• _WHAT IS ASKED_:
Rewrite the material below with every "marble floor tile" swapped for "stone floor tile" and nothing else changed, omitting the pictures from your answer.

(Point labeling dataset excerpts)
>>>

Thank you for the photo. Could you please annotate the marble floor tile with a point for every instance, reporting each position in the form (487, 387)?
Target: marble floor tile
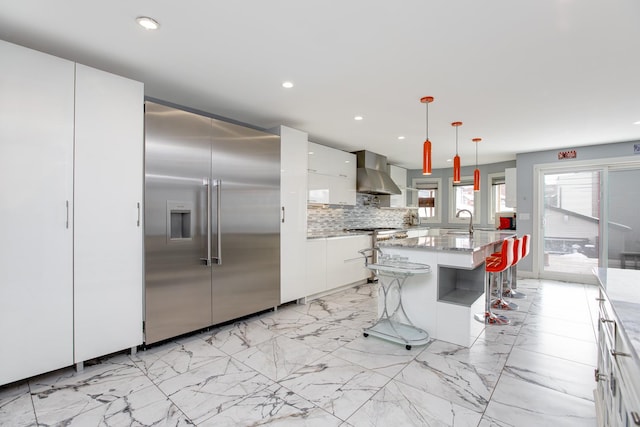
(453, 378)
(521, 403)
(210, 389)
(575, 379)
(379, 355)
(176, 358)
(325, 335)
(147, 407)
(563, 327)
(284, 319)
(335, 385)
(320, 308)
(398, 404)
(273, 406)
(64, 394)
(239, 335)
(558, 346)
(16, 408)
(279, 357)
(490, 356)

<<<

• _OUTPUT BELOW_:
Thank you for the photo. Could you please annotate the stone floor tile with a point for every instance, reporting each position in the form (487, 387)?
Target: stone floor tile
(453, 378)
(521, 403)
(210, 389)
(575, 379)
(379, 355)
(176, 358)
(325, 335)
(147, 407)
(563, 327)
(284, 319)
(335, 385)
(320, 308)
(398, 404)
(273, 406)
(64, 394)
(239, 335)
(558, 346)
(16, 408)
(279, 357)
(490, 356)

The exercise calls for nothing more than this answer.